> [Do this]
Reproduce only the lines starting with the line that contains "Where can the golden" and going on through the line that contains "pixel 243 37", swapping "grain field" for "wheat field" and leaving everything else unchanged.

——————

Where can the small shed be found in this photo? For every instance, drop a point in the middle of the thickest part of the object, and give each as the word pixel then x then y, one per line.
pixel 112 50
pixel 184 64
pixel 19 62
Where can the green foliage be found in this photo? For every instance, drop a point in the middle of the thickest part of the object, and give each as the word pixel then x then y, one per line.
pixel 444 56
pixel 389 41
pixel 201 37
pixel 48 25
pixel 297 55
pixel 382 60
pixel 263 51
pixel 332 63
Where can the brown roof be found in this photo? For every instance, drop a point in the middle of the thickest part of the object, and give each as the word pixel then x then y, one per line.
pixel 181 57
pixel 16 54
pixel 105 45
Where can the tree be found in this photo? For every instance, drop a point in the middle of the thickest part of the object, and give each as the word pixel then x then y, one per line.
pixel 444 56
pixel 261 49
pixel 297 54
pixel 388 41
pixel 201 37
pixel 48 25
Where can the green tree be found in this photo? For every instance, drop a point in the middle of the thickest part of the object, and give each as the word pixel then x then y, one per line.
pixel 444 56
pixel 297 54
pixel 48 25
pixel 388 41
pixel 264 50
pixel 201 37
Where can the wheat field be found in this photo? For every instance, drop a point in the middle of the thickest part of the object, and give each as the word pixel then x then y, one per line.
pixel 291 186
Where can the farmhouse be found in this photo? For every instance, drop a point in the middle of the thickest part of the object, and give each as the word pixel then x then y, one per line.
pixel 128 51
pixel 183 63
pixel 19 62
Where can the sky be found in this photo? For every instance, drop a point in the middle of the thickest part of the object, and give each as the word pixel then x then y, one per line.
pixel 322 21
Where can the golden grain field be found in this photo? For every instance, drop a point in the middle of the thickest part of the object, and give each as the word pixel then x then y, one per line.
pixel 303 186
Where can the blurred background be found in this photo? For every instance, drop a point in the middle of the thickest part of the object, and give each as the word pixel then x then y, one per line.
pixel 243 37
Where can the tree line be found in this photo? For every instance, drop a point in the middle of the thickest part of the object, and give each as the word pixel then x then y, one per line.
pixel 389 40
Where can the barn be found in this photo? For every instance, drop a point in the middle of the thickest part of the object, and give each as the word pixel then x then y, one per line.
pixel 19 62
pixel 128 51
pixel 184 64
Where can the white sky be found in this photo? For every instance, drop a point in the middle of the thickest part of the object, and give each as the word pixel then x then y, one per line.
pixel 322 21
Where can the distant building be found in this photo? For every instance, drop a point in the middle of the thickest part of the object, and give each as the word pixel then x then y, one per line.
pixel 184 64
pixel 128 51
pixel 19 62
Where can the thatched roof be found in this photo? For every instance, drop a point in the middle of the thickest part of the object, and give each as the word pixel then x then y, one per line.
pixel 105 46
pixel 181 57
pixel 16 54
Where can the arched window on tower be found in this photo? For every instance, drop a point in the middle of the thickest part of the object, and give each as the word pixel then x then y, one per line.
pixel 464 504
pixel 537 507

——————

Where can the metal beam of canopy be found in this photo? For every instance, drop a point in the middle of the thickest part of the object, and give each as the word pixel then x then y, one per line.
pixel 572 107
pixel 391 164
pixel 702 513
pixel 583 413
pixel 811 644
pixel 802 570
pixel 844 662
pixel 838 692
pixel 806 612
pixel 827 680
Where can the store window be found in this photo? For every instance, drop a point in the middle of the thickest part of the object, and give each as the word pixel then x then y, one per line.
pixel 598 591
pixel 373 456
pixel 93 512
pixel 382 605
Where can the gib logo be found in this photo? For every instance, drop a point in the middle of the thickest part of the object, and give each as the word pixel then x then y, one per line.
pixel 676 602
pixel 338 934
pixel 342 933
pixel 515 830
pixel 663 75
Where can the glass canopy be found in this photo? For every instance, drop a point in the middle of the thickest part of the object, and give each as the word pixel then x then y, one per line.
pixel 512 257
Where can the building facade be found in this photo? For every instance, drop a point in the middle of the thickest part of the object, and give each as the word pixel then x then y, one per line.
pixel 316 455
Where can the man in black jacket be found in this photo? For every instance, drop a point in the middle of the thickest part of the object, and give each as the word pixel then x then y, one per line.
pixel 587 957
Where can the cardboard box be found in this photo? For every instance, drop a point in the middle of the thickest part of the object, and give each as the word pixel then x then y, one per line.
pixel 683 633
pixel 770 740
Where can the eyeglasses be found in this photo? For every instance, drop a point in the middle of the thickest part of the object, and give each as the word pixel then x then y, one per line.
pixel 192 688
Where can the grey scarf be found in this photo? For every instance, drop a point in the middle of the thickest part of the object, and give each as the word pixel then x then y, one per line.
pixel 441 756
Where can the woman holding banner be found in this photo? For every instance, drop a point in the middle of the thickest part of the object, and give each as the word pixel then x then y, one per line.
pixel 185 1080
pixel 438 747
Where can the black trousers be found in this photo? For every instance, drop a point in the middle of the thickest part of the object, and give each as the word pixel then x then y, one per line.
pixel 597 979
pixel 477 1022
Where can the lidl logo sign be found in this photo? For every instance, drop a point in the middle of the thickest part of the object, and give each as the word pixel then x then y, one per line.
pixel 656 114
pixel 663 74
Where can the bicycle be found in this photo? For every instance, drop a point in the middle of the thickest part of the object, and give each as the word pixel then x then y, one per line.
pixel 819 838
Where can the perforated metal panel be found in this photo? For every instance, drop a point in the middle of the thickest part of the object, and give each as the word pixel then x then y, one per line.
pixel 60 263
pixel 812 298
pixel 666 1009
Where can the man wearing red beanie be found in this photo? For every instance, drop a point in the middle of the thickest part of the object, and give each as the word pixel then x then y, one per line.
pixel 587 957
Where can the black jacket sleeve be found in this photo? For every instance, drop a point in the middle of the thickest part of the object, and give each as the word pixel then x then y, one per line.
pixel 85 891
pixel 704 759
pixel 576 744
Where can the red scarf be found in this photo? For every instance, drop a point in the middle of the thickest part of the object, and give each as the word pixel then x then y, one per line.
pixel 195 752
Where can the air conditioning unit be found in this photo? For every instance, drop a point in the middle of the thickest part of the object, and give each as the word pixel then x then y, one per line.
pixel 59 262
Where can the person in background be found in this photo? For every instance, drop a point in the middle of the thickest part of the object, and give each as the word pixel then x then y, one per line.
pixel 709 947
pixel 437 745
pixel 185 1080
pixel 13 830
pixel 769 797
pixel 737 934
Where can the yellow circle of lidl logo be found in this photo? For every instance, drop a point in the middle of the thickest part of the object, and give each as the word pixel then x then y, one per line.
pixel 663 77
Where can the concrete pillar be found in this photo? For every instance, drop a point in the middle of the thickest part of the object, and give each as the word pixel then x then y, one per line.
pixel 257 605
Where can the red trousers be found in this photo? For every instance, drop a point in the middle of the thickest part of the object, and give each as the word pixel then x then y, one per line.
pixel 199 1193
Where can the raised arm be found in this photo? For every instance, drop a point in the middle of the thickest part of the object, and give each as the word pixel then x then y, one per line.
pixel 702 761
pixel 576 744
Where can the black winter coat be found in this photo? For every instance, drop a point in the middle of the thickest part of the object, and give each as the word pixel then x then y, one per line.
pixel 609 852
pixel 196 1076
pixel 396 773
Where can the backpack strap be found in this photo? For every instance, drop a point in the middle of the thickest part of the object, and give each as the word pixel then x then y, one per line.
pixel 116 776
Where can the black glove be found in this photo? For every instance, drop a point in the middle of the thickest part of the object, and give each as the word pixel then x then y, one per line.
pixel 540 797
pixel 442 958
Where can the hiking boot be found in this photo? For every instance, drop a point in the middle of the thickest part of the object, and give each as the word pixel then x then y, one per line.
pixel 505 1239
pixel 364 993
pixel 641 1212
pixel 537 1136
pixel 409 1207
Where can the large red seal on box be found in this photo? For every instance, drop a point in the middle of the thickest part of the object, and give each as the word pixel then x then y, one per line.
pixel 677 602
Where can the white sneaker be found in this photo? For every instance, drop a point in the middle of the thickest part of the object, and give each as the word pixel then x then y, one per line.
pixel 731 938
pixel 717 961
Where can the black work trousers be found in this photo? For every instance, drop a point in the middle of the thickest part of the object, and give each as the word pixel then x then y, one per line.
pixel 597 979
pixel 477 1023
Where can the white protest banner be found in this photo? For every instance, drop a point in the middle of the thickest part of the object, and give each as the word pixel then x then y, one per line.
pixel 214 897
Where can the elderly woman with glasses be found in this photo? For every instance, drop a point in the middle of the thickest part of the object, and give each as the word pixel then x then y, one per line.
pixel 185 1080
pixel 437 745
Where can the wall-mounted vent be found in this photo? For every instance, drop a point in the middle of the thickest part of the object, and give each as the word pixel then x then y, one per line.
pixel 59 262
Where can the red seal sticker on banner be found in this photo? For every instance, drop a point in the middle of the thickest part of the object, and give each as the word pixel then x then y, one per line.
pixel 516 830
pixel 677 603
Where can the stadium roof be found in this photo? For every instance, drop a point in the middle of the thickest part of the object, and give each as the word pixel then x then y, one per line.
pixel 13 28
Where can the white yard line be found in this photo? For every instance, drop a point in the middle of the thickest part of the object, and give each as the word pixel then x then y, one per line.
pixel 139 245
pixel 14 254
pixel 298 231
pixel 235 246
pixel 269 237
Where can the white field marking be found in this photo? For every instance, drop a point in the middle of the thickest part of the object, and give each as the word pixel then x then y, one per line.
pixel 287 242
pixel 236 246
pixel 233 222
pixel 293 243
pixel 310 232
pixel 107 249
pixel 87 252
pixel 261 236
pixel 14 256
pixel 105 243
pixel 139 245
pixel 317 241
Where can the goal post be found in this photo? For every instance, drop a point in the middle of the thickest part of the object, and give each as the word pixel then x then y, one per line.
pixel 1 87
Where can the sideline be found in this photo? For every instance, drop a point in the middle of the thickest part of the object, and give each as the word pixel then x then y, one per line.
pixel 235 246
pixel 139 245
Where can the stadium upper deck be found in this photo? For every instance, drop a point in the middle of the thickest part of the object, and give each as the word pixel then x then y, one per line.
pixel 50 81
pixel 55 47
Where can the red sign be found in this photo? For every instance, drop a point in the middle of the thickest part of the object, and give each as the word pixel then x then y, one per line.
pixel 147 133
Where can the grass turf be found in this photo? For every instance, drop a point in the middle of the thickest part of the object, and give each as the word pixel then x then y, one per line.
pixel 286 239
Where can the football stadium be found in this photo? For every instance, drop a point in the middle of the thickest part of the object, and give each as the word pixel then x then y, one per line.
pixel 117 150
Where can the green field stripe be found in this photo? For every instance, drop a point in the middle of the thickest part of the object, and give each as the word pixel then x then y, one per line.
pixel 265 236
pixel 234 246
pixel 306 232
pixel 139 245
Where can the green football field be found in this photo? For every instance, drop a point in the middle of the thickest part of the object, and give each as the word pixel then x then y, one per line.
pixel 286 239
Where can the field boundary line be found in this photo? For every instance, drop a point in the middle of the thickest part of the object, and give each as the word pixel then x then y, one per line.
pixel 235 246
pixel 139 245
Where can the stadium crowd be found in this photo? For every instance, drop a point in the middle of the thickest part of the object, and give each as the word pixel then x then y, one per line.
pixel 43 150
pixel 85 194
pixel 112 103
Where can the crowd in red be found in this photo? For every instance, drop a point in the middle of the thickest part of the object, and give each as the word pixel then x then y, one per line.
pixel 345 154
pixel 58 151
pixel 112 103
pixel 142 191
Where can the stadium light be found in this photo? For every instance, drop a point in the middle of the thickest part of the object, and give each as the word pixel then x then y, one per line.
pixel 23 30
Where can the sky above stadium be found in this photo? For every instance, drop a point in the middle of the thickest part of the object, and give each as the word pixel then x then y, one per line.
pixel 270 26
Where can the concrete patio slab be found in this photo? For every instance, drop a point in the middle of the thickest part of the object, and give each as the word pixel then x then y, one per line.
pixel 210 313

——————

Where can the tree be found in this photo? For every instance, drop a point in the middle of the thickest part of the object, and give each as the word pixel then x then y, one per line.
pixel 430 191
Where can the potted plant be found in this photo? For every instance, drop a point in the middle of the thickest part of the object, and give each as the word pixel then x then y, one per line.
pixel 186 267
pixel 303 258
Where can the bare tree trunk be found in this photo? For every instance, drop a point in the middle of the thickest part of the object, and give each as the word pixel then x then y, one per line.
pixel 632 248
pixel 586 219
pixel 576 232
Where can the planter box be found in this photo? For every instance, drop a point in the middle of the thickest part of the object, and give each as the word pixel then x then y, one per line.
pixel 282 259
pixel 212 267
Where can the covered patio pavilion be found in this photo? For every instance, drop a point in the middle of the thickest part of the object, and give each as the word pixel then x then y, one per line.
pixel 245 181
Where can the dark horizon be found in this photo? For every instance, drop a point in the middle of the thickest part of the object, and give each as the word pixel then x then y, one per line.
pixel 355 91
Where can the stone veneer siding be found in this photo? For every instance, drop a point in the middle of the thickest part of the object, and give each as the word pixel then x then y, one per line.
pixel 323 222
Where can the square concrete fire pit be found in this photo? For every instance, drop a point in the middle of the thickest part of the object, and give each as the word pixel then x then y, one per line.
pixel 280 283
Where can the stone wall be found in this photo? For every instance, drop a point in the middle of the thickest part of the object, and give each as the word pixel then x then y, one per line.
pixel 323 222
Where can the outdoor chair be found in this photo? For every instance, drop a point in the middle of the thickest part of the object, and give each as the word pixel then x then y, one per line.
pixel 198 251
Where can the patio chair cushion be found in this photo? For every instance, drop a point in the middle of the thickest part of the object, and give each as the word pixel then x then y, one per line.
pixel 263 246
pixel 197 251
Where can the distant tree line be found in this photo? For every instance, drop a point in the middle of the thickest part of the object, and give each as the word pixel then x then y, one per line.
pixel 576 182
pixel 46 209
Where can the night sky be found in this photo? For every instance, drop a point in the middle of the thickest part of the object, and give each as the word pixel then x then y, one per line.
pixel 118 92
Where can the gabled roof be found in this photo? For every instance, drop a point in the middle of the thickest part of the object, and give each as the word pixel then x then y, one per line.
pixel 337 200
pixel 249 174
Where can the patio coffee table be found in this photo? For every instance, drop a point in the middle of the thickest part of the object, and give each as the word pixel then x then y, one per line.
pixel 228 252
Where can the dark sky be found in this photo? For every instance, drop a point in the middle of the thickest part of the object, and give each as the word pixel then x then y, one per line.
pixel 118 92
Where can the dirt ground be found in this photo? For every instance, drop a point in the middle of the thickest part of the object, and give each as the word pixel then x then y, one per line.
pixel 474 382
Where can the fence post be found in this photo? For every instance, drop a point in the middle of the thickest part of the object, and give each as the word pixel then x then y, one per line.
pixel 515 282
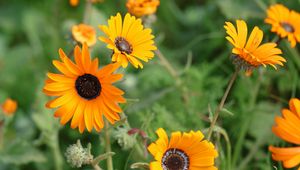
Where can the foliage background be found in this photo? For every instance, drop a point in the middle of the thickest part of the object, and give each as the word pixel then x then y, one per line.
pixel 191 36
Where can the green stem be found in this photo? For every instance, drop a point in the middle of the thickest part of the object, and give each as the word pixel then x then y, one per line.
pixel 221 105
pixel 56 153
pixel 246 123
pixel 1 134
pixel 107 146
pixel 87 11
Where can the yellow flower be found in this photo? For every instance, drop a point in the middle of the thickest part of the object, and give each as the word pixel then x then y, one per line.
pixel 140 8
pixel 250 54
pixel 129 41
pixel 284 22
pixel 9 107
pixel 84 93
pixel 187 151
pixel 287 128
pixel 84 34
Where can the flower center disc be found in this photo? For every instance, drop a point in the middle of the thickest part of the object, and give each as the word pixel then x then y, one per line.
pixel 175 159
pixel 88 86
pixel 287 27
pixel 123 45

——————

> [Exercise answer]
Where can the golden wheat field be found in this photo? For every instance, drop a point in the middle of the thickest part of the object, and give each as the word pixel then x then y, one per line.
pixel 303 186
Where can the blurred background be found in this photo? For every instance, drop a point in the middle of the thickest part of the object, and give each as the word pixel then x then y, one per line.
pixel 243 37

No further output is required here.